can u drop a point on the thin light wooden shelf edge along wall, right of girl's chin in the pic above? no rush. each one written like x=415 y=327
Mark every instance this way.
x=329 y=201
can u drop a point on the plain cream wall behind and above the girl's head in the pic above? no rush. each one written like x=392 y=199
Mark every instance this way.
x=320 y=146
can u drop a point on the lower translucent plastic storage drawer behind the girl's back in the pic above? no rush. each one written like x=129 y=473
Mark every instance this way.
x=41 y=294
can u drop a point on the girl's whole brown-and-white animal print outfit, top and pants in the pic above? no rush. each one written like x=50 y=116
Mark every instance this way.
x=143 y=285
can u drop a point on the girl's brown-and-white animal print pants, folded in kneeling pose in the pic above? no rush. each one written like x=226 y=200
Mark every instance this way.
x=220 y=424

**WORK TASK**
Return the lines from the line containing "can u drop a point on the girl's brown-and-white" to the end of the entries above, exactly as they appear and with no other output.

**SOLUTION FOR THIS TASK**
can u drop a point on the girl's brown-and-white animal print pants, folded in kneeling pose in the pic above? no rush. each one written like x=226 y=200
Mark every instance this way.
x=220 y=424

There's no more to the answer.